_Task directions:_
When you retype the records that follow, keep each word as it is and drop any pictures.

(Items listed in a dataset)
=-=-=

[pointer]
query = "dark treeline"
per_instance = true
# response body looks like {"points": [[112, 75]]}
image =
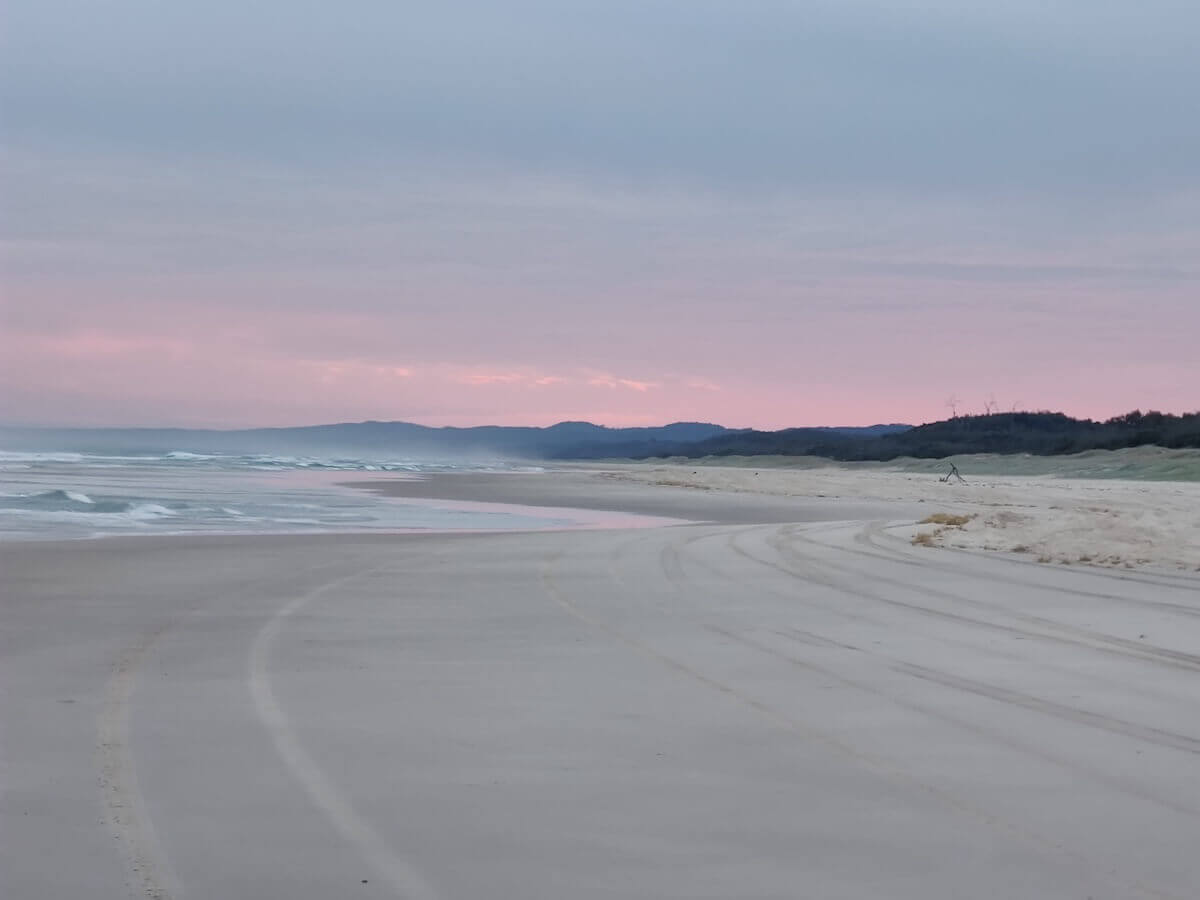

=-=-=

_Answer below:_
[pointer]
query = "dark treeline"
per_instance = true
# response body looks like {"points": [[112, 75]]}
image =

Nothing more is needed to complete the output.